Dataset excerpts on object pointing
★ ★ ★
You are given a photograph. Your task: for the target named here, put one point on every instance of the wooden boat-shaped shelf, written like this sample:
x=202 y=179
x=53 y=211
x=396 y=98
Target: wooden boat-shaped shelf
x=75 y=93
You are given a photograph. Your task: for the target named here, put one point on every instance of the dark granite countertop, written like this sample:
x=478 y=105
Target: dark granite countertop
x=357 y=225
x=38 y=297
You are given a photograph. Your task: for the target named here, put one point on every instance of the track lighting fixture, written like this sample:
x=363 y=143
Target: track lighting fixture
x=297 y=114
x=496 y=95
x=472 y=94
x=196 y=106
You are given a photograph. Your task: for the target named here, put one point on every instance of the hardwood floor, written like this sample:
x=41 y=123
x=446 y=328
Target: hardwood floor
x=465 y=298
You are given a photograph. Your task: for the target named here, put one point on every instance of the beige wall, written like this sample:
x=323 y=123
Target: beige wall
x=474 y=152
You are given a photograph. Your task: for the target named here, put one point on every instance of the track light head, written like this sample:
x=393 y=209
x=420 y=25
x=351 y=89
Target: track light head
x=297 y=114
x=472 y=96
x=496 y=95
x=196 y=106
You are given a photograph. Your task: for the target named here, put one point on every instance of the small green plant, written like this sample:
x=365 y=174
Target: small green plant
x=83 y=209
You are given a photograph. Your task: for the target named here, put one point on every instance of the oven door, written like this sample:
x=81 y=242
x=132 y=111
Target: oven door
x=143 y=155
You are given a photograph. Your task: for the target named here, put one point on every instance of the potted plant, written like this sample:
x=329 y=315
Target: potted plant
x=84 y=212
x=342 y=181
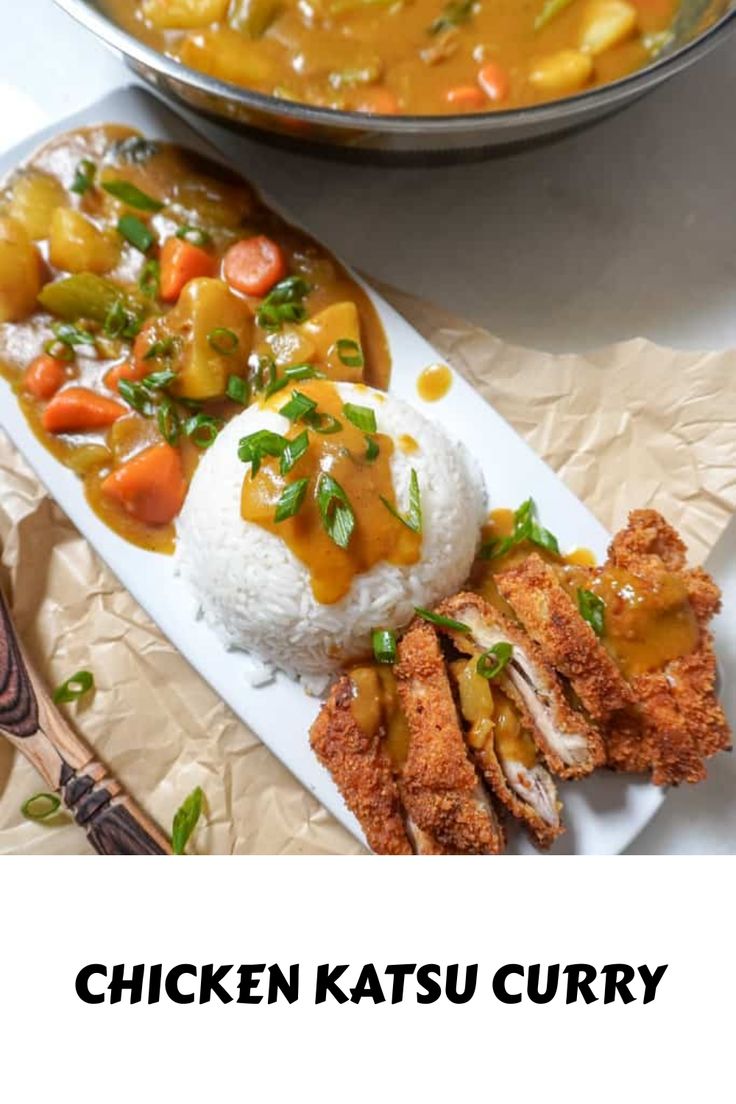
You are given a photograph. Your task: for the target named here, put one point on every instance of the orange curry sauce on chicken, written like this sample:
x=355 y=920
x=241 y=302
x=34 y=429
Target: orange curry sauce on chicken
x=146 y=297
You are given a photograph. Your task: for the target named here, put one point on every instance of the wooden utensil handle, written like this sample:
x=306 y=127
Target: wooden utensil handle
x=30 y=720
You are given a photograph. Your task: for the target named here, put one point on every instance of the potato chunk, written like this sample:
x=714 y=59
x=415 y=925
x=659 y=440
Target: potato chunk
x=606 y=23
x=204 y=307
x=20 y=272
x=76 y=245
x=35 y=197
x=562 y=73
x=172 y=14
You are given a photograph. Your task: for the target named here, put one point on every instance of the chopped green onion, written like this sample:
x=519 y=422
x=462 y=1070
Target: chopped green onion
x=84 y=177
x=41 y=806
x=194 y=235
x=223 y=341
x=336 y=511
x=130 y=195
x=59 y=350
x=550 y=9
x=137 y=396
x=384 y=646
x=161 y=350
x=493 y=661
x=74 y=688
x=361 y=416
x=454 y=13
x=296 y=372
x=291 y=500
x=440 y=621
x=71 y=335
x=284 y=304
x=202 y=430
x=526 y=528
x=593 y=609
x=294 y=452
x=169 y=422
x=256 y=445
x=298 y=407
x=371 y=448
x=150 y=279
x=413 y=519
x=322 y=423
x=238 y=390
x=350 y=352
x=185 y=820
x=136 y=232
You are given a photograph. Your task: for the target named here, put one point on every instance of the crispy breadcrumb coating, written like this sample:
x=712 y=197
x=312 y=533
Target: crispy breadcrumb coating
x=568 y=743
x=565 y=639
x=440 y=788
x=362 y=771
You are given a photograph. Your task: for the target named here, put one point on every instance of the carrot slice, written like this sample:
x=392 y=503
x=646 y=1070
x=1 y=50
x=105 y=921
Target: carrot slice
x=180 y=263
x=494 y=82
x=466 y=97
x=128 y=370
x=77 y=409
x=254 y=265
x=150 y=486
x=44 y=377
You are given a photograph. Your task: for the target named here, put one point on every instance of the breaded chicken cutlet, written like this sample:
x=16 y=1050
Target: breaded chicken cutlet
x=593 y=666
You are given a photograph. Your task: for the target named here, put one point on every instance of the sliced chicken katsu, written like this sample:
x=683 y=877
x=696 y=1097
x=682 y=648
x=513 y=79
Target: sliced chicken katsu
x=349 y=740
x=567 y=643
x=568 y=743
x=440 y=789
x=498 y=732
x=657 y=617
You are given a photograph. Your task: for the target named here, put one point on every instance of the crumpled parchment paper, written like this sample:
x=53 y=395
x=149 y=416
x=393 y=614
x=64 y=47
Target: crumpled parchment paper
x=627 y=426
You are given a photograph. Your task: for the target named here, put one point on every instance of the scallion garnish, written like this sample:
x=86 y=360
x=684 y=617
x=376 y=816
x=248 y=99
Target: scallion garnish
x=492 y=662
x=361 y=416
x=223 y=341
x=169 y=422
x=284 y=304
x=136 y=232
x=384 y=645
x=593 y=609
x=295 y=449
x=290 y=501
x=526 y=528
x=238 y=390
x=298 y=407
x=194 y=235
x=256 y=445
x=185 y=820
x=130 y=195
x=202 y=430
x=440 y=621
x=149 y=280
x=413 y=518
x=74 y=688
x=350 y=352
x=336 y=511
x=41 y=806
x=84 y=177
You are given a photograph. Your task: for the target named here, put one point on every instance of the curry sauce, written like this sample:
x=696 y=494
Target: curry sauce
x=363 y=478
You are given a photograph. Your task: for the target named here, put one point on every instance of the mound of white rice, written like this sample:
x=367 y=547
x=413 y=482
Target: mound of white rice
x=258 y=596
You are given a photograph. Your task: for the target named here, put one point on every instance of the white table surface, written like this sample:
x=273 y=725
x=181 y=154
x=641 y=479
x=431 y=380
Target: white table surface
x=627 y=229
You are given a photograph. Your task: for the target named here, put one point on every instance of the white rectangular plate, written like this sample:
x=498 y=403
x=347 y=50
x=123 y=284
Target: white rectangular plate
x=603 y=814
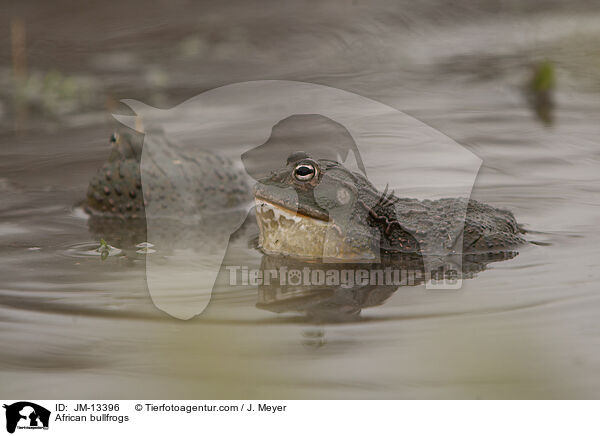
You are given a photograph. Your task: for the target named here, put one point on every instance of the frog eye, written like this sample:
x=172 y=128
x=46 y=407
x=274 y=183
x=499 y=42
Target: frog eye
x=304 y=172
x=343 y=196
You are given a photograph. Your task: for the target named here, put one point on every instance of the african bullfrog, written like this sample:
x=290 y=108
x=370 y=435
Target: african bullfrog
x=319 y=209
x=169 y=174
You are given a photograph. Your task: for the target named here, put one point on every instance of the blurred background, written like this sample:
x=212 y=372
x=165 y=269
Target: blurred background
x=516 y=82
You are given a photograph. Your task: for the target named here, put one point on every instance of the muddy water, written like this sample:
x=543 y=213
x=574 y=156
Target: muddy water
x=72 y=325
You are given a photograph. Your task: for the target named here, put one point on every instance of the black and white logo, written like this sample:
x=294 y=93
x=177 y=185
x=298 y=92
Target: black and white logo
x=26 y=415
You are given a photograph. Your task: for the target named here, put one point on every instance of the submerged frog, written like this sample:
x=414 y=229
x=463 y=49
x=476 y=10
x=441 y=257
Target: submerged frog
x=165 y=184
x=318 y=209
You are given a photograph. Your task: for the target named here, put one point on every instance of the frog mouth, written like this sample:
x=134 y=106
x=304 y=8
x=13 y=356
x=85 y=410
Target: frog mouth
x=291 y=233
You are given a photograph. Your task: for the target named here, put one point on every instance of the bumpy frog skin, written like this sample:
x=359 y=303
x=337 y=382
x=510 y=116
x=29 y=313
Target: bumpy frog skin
★ ★ ★
• [Exercise details]
Convert the lines above into a Markdown table with a "Row" column holding the row number and a "Line" column holding the line, skipping blank lines. Cover every line, and leave the pictures out.

• [Solution]
| Row | Line |
|---|---|
| 1 | You are given a photograph. Your task: for the target named here, put one point on every instance of the wooden boat-shaped shelf, written like this sample: |
| 2 | x=202 y=179 |
| 3 | x=53 y=211 |
| 4 | x=396 y=98 |
| 5 | Target: wooden boat-shaped shelf |
| 6 | x=75 y=93 |
| 7 | You are given a photograph. Your task: for the target named here, put one point on every instance of the dark granite countertop, written like this sample: |
| 8 | x=478 y=105 |
| 9 | Target: dark granite countertop |
| 10 | x=357 y=225 |
| 11 | x=38 y=297 |
| 12 | You are given a photograph. Your task: for the target named here, put one point on every instance of the track lighting fixture, written like this sample: |
| 13 | x=363 y=143 |
| 14 | Target: track lighting fixture |
| 15 | x=297 y=114 |
| 16 | x=496 y=95 |
| 17 | x=472 y=94 |
| 18 | x=196 y=106 |
| 19 | You are given a photograph. Your task: for the target named here, put one point on every instance of the hardwood floor, written like this sample: |
| 20 | x=41 y=123 |
| 21 | x=446 y=328 |
| 22 | Target: hardwood floor |
| 23 | x=465 y=298 |
| 24 | You are given a photograph. Your task: for the target named here, put one point on every instance of the beige wall, written like this sample: |
| 25 | x=323 y=123 |
| 26 | Target: beige wall |
| 27 | x=474 y=152 |
| 28 | You are given a photograph. Your task: for the target named here, put one point on every instance of the track light head, written like this sample: |
| 29 | x=393 y=209 |
| 30 | x=420 y=25 |
| 31 | x=351 y=89 |
| 32 | Target: track light head |
| 33 | x=297 y=114 |
| 34 | x=472 y=96 |
| 35 | x=496 y=95 |
| 36 | x=196 y=106 |
| 37 | You are given a photograph. Your task: for the target named here, put one point on every instance of the small green plant, written like this sample: |
| 38 | x=365 y=174 |
| 39 | Target: small green plant |
| 40 | x=83 y=209 |
| 41 | You are given a photograph. Your task: for the target named here, put one point on every instance of the oven door, written like this sample: |
| 42 | x=81 y=242 |
| 43 | x=132 y=111 |
| 44 | Target: oven door |
| 45 | x=143 y=155 |
| 46 | You are given a photograph. Your task: for the target named here, put one point on every instance of the potted plant, written like this sample: |
| 47 | x=329 y=315 |
| 48 | Target: potted plant |
| 49 | x=84 y=212 |
| 50 | x=342 y=181 |
| 51 | You are given a photograph. Your task: for the target named here, put one point on every instance of the orange curry sauce on chicken, written like this sample: |
| 52 | x=355 y=920 |
| 53 | x=241 y=302 |
| 54 | x=34 y=429 |
| 55 | Target: orange curry sauce on chicken |
| 56 | x=146 y=297 |
| 57 | You are given a photograph. Your task: for the target named here, put one point on every instance of the wooden utensil handle, written like this sample: |
| 58 | x=306 y=127 |
| 59 | Target: wooden utensil handle |
| 60 | x=30 y=720 |
| 61 | You are given a photograph. Your task: for the target named here, put one point on every instance of the potato chunk, written like this sample: |
| 62 | x=714 y=59 |
| 63 | x=415 y=925 |
| 64 | x=659 y=440 |
| 65 | Target: potato chunk |
| 66 | x=606 y=23 |
| 67 | x=204 y=307 |
| 68 | x=20 y=272 |
| 69 | x=76 y=245 |
| 70 | x=35 y=197 |
| 71 | x=562 y=73 |
| 72 | x=172 y=14 |
| 73 | You are given a photograph. Your task: for the target named here, put one point on every instance of the chopped green onion, written like this sample: |
| 74 | x=519 y=422 |
| 75 | x=462 y=1070 |
| 76 | Target: chopped green onion |
| 77 | x=84 y=177 |
| 78 | x=41 y=806 |
| 79 | x=194 y=235 |
| 80 | x=223 y=341 |
| 81 | x=336 y=511 |
| 82 | x=130 y=195 |
| 83 | x=59 y=350 |
| 84 | x=550 y=9 |
| 85 | x=137 y=396 |
| 86 | x=384 y=646 |
| 87 | x=161 y=350 |
| 88 | x=493 y=661 |
| 89 | x=74 y=688 |
| 90 | x=361 y=416 |
| 91 | x=454 y=13 |
| 92 | x=296 y=372 |
| 93 | x=291 y=500 |
| 94 | x=440 y=621 |
| 95 | x=71 y=335 |
| 96 | x=284 y=304 |
| 97 | x=202 y=430 |
| 98 | x=526 y=528 |
| 99 | x=593 y=609 |
| 100 | x=294 y=452 |
| 101 | x=169 y=422 |
| 102 | x=256 y=445 |
| 103 | x=298 y=407 |
| 104 | x=371 y=448 |
| 105 | x=150 y=279 |
| 106 | x=413 y=519 |
| 107 | x=322 y=423 |
| 108 | x=238 y=390 |
| 109 | x=350 y=352 |
| 110 | x=185 y=820 |
| 111 | x=136 y=232 |
| 112 | You are given a photograph. Your task: for the target named here, put one point on every instance of the crispy breadcrumb coating, written like this sample: |
| 113 | x=712 y=197 |
| 114 | x=312 y=533 |
| 115 | Target: crispy breadcrumb coating |
| 116 | x=568 y=743 |
| 117 | x=565 y=639 |
| 118 | x=440 y=788 |
| 119 | x=362 y=771 |
| 120 | You are given a photograph. Your task: for the target named here, put one point on every instance of the carrot slice, written like this sample: |
| 121 | x=392 y=503 |
| 122 | x=646 y=1070 |
| 123 | x=1 y=50 |
| 124 | x=105 y=921 |
| 125 | Target: carrot slice |
| 126 | x=180 y=263 |
| 127 | x=494 y=82 |
| 128 | x=466 y=97 |
| 129 | x=128 y=370 |
| 130 | x=77 y=409 |
| 131 | x=254 y=265 |
| 132 | x=150 y=486 |
| 133 | x=44 y=377 |
| 134 | You are given a photograph. Your task: for the target named here, put one point on every instance of the breaded chicken cutlet, written like this sample: |
| 135 | x=16 y=1050 |
| 136 | Target: breaded chicken cutlet |
| 137 | x=593 y=666 |
| 138 | You are given a photograph. Your task: for the target named here, put one point on every instance of the sliced chicken katsu, written like this sample: |
| 139 | x=683 y=877 |
| 140 | x=696 y=1097 |
| 141 | x=682 y=648 |
| 142 | x=513 y=79 |
| 143 | Target: sliced chicken katsu |
| 144 | x=349 y=740 |
| 145 | x=567 y=643 |
| 146 | x=568 y=743 |
| 147 | x=440 y=789 |
| 148 | x=498 y=732 |
| 149 | x=657 y=617 |
| 150 | You are given a photograph. Your task: for the target named here, put one point on every instance of the crumpled parchment paper, written like this sample: |
| 151 | x=53 y=395 |
| 152 | x=149 y=416 |
| 153 | x=393 y=614 |
| 154 | x=64 y=47 |
| 155 | Target: crumpled parchment paper |
| 156 | x=627 y=426 |
| 157 | You are given a photograph. Your task: for the target named here, put one point on every instance of the scallion garnish, written like this sample: |
| 158 | x=86 y=360 |
| 159 | x=684 y=617 |
| 160 | x=376 y=816 |
| 161 | x=248 y=99 |
| 162 | Target: scallion garnish |
| 163 | x=492 y=662 |
| 164 | x=361 y=416 |
| 165 | x=223 y=341 |
| 166 | x=169 y=422 |
| 167 | x=284 y=304 |
| 168 | x=136 y=232 |
| 169 | x=384 y=645 |
| 170 | x=593 y=609 |
| 171 | x=295 y=449 |
| 172 | x=290 y=501 |
| 173 | x=526 y=528 |
| 174 | x=238 y=390 |
| 175 | x=298 y=407 |
| 176 | x=194 y=235 |
| 177 | x=256 y=445 |
| 178 | x=185 y=820 |
| 179 | x=130 y=195 |
| 180 | x=202 y=430 |
| 181 | x=440 y=621 |
| 182 | x=149 y=280 |
| 183 | x=413 y=518 |
| 184 | x=74 y=688 |
| 185 | x=350 y=352 |
| 186 | x=336 y=511 |
| 187 | x=41 y=806 |
| 188 | x=84 y=177 |
| 189 | You are given a photograph. Your task: for the target named here, put one point on every instance of the curry sauce, written like this sample: |
| 190 | x=696 y=494 |
| 191 | Target: curry sauce |
| 192 | x=363 y=478 |
| 193 | You are given a photograph. Your task: for the target named here, put one point on every instance of the mound of white rice, written like this sample: |
| 194 | x=367 y=547 |
| 195 | x=413 y=482 |
| 196 | Target: mound of white rice |
| 197 | x=258 y=596 |
| 198 | You are given a photograph. Your task: for the target named here, put one point on every instance of the white table surface, written like this sample: |
| 199 | x=273 y=725 |
| 200 | x=181 y=154 |
| 201 | x=641 y=479 |
| 202 | x=431 y=380 |
| 203 | Target: white table surface |
| 204 | x=627 y=229 |
| 205 | You are given a photograph. Your task: for the target named here, put one point on every instance of the white rectangular plate, written like this sample: |
| 206 | x=498 y=403 |
| 207 | x=347 y=50 |
| 208 | x=123 y=284 |
| 209 | Target: white rectangular plate |
| 210 | x=603 y=814 |
| 211 | You are given a photograph. Your task: for the target named here, put one point on every instance of the frog eye, written like this sample: |
| 212 | x=172 y=128 |
| 213 | x=46 y=407 |
| 214 | x=274 y=183 |
| 215 | x=499 y=42 |
| 216 | Target: frog eye |
| 217 | x=304 y=172 |
| 218 | x=343 y=196 |
| 219 | You are given a photograph. Your task: for the target named here, put one point on every instance of the african bullfrog, written like this sample: |
| 220 | x=290 y=108 |
| 221 | x=370 y=435 |
| 222 | Target: african bullfrog |
| 223 | x=319 y=209 |
| 224 | x=169 y=174 |
| 225 | You are given a photograph. Your task: for the target named here, put one point on every instance of the blurred background, written like this sample: |
| 226 | x=212 y=372 |
| 227 | x=165 y=269 |
| 228 | Target: blurred background |
| 229 | x=516 y=82 |
| 230 | You are given a photograph. Your task: for the target named here, put one point on every instance of the muddy water, written like this sample: |
| 231 | x=543 y=213 |
| 232 | x=574 y=156 |
| 233 | Target: muddy water |
| 234 | x=72 y=325 |
| 235 | You are given a photograph. Your task: for the target named here, put one point on every instance of the black and white logo, written like this sample: |
| 236 | x=294 y=93 |
| 237 | x=177 y=185 |
| 238 | x=298 y=92 |
| 239 | Target: black and white logo |
| 240 | x=26 y=415 |
| 241 | You are given a photograph. Your task: for the target named here, put one point on every instance of the submerged frog, written like this sample: |
| 242 | x=414 y=229 |
| 243 | x=463 y=49 |
| 244 | x=476 y=10 |
| 245 | x=441 y=257 |
| 246 | Target: submerged frog |
| 247 | x=165 y=184 |
| 248 | x=318 y=209 |
| 249 | You are given a photograph. Your task: for the target named here, put one point on every instance of the frog mouth, written like this sample: |
| 250 | x=134 y=106 |
| 251 | x=304 y=8 |
| 252 | x=13 y=356 |
| 253 | x=85 y=410 |
| 254 | Target: frog mouth |
| 255 | x=291 y=233 |
| 256 | You are given a photograph. Your task: for the target named here, put one point on every instance of the bumpy frog skin, written like this sample: |
| 257 | x=359 y=303 |
| 258 | x=337 y=382 |
| 259 | x=510 y=116 |
| 260 | x=29 y=313 |
| 261 | Target: bumpy frog skin |